#### [TEXTE FOURNI]
Certaines attaques, telle celle de Louise Milot, sont encore plus ciblées, allant jusqu'à démonter le mécanisme institutionnel:
Le prix Robert-Cliche a été un prix prestigieux. Apparemment, le jury 1983 n'a pas craint d'émousser ce prestige en couronnant 37 1/2 AA de Louise Leblanc, dont il est pourtant difficile de croire et de faire croire qu'il soit relié de quelque façon à la «relève du roman québécois» (étiquette officielle sous laquelle est décerné le prix) et dont il est facile de voir, par ailleurs, tous les espoirs commerciaux qu'il pouvait représenter.De là à soupçonner le prix Robert-Cliche de glisser de la sélection d'une oeuvre littéraire qu'on essaie de diffuser à celle d'une ceuvre diffusable qu'on décide de primer, il n'y a qu'un pas (25).
Ce prix serait donc une sorte de trompe-l'oeil qui «[entraîne] l'ensemble des commentateurs, qu'ils lui soient ou non favorables, sur un terrain rassurant mais conventionnel, celui du contenu, de la petite histoire» (Milot 25). D'un accord tacite, les critiques s'attardent, semble-t-il, plus à l'événement du roman qu'au texte lui-même. Gille Marcotte résume ainsi l'écart entre les deux pôles en se demandant «s'il était indiqué d'accorder un prix aussi important--le seul, au Québec, qui fasse démarrer une carrière--à ce qui se définit avant tout comme un divertissement assez anodin»(108).
Le commentaire de Marcotte rejoint ce que Jauss nomme «l'écart esthétique» qui sépare l'oeuvre d'art d'un texte relevant «de l'art culinaire, du simple divertissement»; «celui-ci se définit selon l'esthétique de la réception, précisément par le fait qu'il n'exige aucun changement d'horizon, mais comble au contraire parfaitement l'attente suscitée par les orientations du goût régnant»(53). En d'autres mots, on reproche au prix Robert-Cliche sa tendance à opter pour la facilité dans le choix des gagnants.

#### [CONSIGNES À EXÉCUTER]
**a.** Reproduisez à l'identique le passage du texte sur le prix Robert-Cliche qui va de «Certaines attaques, telle» jusqu'à «qu'un pas (25).».
**b.** Traduisez en anglais cette phrase du texte sur le prix Robert-Cliche : «D'un accord tacite, les critiques s'attardent, semble-t-il, plus à l'événement du roman qu'au texte lui-même.»

#### [DONNÉES ENREGISTRÉES]
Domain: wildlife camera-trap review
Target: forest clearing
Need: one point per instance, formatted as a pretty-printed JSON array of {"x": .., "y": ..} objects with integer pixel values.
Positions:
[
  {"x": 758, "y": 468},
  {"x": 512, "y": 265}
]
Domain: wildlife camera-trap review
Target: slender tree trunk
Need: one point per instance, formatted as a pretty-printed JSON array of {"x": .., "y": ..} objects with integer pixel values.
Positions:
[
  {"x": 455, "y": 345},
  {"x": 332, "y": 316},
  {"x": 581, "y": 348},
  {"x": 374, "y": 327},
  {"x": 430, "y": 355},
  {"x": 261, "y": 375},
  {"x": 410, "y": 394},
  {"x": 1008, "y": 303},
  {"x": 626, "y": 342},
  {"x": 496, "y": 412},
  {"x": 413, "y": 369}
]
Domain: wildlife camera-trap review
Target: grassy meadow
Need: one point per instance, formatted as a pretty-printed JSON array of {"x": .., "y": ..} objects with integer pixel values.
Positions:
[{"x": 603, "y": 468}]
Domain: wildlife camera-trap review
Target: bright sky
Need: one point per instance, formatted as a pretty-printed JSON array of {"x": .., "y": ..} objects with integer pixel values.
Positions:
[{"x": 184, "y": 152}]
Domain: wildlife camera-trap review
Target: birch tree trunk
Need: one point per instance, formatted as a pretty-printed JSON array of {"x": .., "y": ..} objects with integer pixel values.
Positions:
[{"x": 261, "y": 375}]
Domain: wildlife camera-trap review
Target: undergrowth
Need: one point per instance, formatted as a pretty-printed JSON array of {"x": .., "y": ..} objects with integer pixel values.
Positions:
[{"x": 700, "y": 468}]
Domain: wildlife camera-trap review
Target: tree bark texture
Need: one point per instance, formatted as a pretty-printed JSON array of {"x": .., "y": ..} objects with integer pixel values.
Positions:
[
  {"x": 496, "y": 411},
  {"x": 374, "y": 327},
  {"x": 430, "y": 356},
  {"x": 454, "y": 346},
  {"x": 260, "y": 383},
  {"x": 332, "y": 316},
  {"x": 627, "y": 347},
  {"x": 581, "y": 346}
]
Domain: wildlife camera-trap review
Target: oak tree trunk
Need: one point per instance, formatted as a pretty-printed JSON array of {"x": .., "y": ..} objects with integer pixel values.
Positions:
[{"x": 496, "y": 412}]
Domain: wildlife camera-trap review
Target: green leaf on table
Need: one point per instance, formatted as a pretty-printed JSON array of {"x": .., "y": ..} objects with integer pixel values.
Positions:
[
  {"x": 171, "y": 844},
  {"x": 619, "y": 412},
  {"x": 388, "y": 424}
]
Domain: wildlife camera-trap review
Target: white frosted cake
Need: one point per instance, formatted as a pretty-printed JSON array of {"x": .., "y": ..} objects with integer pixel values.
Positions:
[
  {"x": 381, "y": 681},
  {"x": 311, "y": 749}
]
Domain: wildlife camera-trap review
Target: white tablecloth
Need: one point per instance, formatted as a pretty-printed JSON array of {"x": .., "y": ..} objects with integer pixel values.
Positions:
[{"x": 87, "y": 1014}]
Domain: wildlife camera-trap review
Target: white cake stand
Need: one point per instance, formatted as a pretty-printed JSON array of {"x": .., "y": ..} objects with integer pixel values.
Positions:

#### [RÉPONSES RÉDIGÉES]
**a.**
Certaines attaques, telle celle de Louise Milot, sont encore plus ciblées, allant jusqu'à démonter le mécanisme institutionnel:
Le prix Robert-Cliche a été un prix prestigieux. Apparemment, le jury 1983 n'a pas craint d'émousser ce prestige en couronnant 37 1/2 AA de Louise Leblanc, dont il est pourtant difficile de croire et de faire croire qu'il soit relié de quelque façon à la «relève du roman québécois» (étiquette officielle sous laquelle est décerné le prix) et dont il est facile de voir, par ailleurs, tous les espoirs commerciaux qu'il pouvait représenter.De là à soupçonner le prix Robert-Cliche de glisser de la sélection d'une oeuvre littéraire qu'on essaie de diffuser à celle d'une ceuvre diffusable qu'on décide de primer, il n'y a qu'un pas (25).

**b.** By tacit agreement, critics dwell, it seems, more on the event of the novel than on the text itself.